* _Entries taken from a collection_
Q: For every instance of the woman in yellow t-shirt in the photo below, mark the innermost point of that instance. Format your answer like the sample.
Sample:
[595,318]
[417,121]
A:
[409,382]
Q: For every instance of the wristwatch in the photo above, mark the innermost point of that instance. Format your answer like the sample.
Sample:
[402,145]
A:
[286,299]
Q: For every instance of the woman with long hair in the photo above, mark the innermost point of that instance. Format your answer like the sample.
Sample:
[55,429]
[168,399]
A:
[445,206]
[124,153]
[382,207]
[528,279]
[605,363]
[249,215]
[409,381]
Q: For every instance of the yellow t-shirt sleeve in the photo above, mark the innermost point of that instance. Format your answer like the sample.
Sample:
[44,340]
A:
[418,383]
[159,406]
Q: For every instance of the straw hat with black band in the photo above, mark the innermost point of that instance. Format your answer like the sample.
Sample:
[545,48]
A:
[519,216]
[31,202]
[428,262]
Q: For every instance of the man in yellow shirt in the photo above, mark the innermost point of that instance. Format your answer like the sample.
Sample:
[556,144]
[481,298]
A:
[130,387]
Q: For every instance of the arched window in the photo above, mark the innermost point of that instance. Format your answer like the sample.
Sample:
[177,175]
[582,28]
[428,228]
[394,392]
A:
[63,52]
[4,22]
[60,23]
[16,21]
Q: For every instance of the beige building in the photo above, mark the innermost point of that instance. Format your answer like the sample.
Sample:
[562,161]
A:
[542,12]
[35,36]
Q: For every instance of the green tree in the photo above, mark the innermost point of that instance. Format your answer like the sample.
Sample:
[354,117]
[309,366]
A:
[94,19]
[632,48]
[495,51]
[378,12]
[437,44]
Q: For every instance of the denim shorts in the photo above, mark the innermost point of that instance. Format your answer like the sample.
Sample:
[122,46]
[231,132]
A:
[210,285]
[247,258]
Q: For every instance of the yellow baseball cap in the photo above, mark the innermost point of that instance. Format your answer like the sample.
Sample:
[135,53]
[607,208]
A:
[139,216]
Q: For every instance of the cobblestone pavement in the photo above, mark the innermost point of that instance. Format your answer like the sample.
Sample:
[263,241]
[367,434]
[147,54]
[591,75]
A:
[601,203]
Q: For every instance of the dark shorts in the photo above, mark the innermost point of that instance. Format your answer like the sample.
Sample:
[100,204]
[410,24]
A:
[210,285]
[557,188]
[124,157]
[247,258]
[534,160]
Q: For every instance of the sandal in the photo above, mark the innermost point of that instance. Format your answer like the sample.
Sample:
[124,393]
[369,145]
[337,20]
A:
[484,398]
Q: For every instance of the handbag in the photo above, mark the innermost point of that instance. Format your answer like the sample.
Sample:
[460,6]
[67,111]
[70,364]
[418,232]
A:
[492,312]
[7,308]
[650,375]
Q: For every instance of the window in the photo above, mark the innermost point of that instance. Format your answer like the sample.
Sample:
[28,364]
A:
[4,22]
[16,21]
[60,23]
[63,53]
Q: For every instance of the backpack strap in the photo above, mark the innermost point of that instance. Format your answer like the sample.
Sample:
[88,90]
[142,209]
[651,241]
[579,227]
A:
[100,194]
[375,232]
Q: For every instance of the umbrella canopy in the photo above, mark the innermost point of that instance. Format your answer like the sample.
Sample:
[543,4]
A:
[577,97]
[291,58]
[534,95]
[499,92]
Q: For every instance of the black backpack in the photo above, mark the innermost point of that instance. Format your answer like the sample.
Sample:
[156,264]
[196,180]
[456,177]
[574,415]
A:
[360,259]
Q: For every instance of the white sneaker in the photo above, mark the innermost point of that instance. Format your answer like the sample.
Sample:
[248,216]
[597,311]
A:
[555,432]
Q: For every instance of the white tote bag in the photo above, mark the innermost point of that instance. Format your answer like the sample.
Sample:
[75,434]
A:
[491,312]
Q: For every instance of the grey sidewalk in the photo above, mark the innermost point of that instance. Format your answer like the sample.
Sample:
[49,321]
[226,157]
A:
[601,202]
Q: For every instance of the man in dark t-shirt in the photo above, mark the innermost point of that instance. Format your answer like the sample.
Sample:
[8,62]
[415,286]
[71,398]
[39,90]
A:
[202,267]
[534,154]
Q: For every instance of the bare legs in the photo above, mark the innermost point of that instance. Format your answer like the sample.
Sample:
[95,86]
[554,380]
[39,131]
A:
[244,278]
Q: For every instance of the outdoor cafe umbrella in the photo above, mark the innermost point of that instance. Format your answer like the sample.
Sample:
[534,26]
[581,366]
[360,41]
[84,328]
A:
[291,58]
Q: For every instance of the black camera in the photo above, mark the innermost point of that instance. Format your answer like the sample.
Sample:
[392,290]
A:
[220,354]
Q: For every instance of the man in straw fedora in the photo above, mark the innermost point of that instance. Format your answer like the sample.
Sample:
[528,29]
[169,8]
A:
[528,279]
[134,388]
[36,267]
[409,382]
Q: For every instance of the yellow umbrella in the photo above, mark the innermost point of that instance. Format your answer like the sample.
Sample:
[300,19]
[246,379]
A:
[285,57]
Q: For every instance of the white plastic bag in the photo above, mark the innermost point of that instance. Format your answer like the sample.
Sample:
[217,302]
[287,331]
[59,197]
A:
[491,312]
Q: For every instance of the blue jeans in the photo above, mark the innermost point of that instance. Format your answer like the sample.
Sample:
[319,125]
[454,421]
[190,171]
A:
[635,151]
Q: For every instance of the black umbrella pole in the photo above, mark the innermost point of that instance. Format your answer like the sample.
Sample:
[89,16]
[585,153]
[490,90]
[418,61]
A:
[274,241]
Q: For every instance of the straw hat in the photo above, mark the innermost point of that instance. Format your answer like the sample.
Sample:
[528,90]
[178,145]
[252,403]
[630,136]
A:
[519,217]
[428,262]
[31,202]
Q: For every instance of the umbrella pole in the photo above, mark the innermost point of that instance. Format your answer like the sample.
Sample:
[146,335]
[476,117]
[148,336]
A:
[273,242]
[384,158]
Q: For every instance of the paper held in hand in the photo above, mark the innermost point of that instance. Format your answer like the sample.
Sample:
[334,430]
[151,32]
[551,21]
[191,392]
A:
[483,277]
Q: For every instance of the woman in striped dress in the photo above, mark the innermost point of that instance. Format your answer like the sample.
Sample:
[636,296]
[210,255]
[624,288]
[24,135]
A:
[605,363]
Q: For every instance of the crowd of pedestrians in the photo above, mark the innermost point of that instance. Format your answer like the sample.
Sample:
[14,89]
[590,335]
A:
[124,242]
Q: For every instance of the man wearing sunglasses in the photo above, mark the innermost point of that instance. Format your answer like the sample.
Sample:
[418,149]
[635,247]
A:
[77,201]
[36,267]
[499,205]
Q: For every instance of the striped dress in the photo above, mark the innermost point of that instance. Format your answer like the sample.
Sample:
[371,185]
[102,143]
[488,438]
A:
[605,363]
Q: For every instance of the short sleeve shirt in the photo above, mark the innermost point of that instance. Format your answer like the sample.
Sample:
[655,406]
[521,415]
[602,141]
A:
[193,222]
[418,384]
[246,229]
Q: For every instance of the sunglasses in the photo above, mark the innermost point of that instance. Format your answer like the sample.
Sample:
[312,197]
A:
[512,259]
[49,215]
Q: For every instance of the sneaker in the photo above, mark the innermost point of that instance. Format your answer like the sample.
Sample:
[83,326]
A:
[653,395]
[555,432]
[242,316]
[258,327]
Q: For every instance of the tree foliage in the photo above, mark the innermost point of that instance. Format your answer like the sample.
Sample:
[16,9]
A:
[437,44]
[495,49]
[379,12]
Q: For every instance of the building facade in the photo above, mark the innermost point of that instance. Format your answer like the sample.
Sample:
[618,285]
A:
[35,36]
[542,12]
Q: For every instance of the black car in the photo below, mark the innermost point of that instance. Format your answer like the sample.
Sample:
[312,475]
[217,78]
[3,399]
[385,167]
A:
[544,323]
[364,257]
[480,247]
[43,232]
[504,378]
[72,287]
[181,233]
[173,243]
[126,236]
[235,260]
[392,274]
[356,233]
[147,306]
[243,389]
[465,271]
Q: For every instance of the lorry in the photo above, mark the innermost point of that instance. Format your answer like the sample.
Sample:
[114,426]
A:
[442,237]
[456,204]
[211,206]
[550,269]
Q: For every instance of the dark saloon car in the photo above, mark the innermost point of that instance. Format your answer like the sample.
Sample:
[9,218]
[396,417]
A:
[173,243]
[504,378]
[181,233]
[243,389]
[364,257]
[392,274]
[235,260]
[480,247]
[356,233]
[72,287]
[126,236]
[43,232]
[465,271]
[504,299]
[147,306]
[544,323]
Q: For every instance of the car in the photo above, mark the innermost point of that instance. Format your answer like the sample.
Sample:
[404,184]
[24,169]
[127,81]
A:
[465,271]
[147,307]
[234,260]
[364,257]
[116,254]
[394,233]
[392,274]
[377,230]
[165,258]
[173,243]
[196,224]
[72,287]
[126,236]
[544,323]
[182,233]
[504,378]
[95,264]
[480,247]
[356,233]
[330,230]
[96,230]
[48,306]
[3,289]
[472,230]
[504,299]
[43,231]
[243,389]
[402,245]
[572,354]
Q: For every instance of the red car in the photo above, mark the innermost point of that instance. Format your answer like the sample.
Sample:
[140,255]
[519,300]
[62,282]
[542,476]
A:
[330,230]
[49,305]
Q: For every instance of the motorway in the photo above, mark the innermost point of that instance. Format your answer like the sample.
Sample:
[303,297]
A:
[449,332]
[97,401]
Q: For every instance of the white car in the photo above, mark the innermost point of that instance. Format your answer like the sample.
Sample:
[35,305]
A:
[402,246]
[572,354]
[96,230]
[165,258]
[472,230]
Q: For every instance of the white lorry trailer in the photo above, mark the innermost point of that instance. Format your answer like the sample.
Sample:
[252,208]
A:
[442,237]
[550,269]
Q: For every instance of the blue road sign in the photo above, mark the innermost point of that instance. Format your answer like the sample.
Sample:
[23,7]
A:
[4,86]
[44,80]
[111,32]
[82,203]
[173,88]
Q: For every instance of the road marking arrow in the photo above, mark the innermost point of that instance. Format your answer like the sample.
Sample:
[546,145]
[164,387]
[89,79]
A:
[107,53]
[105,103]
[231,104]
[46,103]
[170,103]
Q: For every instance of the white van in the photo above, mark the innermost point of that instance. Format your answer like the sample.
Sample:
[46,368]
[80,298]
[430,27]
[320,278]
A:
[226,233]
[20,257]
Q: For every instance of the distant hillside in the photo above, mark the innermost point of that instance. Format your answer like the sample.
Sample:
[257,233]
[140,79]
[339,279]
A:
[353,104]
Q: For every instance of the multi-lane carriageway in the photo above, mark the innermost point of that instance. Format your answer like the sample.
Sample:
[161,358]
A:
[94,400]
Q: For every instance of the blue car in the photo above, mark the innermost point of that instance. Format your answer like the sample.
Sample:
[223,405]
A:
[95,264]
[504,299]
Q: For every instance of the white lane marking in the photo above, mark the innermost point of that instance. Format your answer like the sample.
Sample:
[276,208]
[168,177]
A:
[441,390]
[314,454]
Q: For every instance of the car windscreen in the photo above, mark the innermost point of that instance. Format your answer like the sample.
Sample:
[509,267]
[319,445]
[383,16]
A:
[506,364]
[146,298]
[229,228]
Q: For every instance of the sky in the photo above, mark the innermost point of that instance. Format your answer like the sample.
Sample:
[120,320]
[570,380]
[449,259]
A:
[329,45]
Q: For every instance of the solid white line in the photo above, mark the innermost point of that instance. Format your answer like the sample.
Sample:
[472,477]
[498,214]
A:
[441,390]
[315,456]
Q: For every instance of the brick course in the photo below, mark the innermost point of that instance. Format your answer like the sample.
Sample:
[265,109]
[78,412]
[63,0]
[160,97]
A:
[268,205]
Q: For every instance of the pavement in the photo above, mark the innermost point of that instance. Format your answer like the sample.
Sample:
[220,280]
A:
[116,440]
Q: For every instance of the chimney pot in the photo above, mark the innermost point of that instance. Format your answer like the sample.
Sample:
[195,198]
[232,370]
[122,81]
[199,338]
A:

* _Problem to solve_
Show every line from the entries above in which the word "with" appears.

* _Task output_
Q: For every instance of the woman with long hair in the photo above, mark the innermost point of that instance. Format your answer like the sample.
Q: For every instance of the straw hat with black band in the photo above, mark the innermost point of that instance. Format your answer like the sample.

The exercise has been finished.